PROMPT: Reproduce all of the data below without alteration; exclude every picture.

PROVIDED RECORDS:
━━━━━━━━

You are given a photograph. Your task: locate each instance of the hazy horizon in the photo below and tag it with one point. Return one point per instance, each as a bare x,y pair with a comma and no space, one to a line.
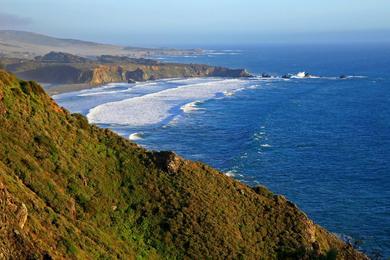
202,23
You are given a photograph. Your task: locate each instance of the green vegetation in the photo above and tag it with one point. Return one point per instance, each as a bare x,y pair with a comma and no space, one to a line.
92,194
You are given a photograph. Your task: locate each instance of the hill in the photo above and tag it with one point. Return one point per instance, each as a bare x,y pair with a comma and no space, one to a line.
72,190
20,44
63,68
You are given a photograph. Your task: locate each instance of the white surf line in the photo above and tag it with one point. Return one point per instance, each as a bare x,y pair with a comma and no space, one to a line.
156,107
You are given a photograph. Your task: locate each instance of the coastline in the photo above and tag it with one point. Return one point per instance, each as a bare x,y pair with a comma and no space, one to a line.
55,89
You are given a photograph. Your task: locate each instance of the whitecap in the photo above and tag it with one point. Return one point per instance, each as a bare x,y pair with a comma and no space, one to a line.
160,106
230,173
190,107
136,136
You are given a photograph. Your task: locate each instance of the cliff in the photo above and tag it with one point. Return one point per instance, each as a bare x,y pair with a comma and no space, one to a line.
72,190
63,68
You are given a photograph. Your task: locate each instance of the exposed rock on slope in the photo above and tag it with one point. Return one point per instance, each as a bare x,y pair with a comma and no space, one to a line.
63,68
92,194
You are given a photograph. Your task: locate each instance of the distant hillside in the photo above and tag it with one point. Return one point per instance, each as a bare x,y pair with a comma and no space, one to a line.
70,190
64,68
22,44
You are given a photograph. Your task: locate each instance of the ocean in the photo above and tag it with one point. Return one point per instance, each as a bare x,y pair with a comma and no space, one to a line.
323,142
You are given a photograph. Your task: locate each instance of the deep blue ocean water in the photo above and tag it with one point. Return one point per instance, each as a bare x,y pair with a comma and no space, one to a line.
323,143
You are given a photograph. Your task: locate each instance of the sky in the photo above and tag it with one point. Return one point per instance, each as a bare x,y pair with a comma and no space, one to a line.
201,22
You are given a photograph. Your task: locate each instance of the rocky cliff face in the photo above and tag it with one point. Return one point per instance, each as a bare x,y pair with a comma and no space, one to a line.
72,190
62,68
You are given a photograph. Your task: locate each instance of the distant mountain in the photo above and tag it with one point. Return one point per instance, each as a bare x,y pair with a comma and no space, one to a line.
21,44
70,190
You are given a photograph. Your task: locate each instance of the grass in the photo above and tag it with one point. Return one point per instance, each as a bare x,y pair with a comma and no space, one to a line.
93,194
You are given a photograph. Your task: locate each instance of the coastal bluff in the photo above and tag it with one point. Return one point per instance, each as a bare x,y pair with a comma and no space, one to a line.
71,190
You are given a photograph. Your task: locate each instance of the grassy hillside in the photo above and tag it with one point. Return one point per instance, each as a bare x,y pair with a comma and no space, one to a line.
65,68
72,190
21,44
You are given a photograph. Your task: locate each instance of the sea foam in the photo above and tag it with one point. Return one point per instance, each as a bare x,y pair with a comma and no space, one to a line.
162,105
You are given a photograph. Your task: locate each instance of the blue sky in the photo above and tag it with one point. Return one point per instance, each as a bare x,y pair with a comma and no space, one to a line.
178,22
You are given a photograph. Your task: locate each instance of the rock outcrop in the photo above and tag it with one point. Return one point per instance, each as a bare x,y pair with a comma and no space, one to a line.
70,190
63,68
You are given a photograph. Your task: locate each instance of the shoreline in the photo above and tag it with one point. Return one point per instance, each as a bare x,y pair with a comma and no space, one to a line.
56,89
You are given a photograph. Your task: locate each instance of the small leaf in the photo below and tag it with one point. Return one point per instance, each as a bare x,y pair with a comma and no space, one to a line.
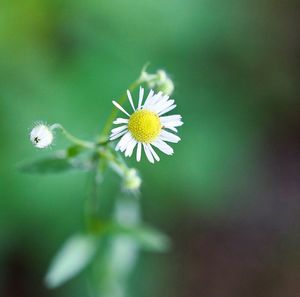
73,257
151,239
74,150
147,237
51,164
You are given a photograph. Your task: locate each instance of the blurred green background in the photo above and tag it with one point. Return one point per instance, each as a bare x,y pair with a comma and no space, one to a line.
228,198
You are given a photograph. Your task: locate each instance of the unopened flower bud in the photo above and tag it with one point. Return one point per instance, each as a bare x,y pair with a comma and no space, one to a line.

━━━━━━━━

CORRECT OUTPUT:
You are given a photograph. Your task: locate each instance of the hazy horizon in the photo below and tag it with one point. Return one point per instance, each as a bare x,y pair with a comma and no space, one to a line.
202,23
You are given a photograph. Your task: locate each instance of the green vegetation in the photo above and tag it with one point. Return one point per instance, each as a bare x,y pair with a comma and no space, one to a line.
92,194
You are given a photograph. Your task: locate each instance of the hill in the photo above and tag it with one point. Return one point per instance, each as a bare x,y pair with a comma and no space, one to a line.
72,190
20,44
63,68
You are given a photograph. Your task: locate each instance of the white surf line in the photo above and tag it with one point. Return one point per instance, each as a bare x,y pair with a comma and no space, one to a line.
156,107
You are given a photograph. Your task: locate each instance of the coastline in the photo above and tag it with one point. Return one point per instance, each as a bare x,y pair with a comma and no space, one to a line.
55,89
You are given a photograph. Your task: locate each instance of the whitecap in the photo above and tag it with one point. Return one point per instance, each as a bare x,y pair with a comma and no space, one to a line.
160,106
230,173
190,107
136,136
You are given a photograph. Your task: locate each instance of the cliff in the photo above and tag it with one point. Return one point per instance, each as a bare x,y pair with a comma and no space, one to a line.
72,190
63,68
You are given a photograph. Your task: locate each instance of the exposed rock on slope in the photo above and tag it with one point. Return one point per instance, each as a bare x,y pair with a comma and no space, one to a line.
63,68
92,194
You are given a photograph. Your task: locate each instance of the distant hillside in the photo above and tag it with one point. Return one point per instance, each as a bare x,y pair with a comma and no space, one to a line.
70,190
64,68
22,44
You are given a photograph. Your task: locate each instance of the ocean in the photo above and tag it with one point. Return one point per instance, each as a bare x,y pair with a comma and no space, one to a line.
323,142
You are given a photograph. Your task: locate each instance of the deep blue ocean water in the photo above and tag it with one point. Return one point per instance, each as a bare x,y pair with a comma and no space, one to a line.
323,143
You are given a photograph. Your task: locate each instance of the sky in the photo above and tag it with one point. Return one point per instance, each as a bare x,y pair with a comma and no space, one to a line.
201,22
You are given a photograph. Your task: locate each instance of the rocky cliff face in the photo above and tag it with one point. Return one point per instance, each as a bare x,y pair with a comma and no space, one to a line.
72,190
62,68
You are given a photograph. Your task: locate each instance of the distant mountain in the photo above and tag it with one point. Return one point per instance, each as a bare x,y pair with a comma and no space, one to a line.
21,44
70,190
You are given a photograph. Your task: locate each instance of the grass in the photo above and tag it with one point. Return one point per instance, each as a bare x,y pair with a comma and no space, one to a line.
93,194
You are given a photograph. Your task: locate each instance of the coastal bluff in the photo above and tag it with one point. Return one point per instance, each as a bare x,y pair with a comma and no space, one to a line.
71,190
You are given a photograph. Your task: locate each instance of the grassy hillside in the photo above and tag it with one point. Return one point per instance, each as a bare x,y pair with a comma and no space, one to a line.
65,68
72,190
21,44
You are given a photograph. Your task: locate each instance of the sea foam in the photo above and tag it with one point. Return one point per instance, each as a bare x,y pair with a comma and no space, one to a line.
162,105
You are given a photograph. Your task: locate each instance of the blue sky in the photo above and tag it with one point. Return one point per instance, each as a bare x,y pair with a comma and no space, one to a line.
178,22
You are given a photograph. Your task: locate each instance of the rock outcrop in the photo above and tag it with one point. Return one point per instance, each as a bare x,y pair with a comma and no space, one to a line.
70,190
63,68
You are given a photograph. Your task: locate each instance of the shoreline in the photo above and tag it with one point. Return one point per instance, each as a bare x,y pair with a comma and no space, one to a line.
56,89
You are given a photograph. Your task: locate each instance of the small leaf in the photo below and tag it with one point. Return one point per instance, each as a bare x,y pair with a comma and no space, one to a line.
73,257
151,239
74,150
147,237
51,164
You are given a photograph. Your task: locate each instance of the blurred green background in the photo above and tag it with one point. Return one point per instance, each as a bare x,y pair with a comma and no space, one to a line.
228,198
You are given a photograph. Your task: locate each instance of the unopened flower bud in the photo above and tag it with one point. Return one point per instance, each as a bare x,y pair with a comma and no space, one to a line.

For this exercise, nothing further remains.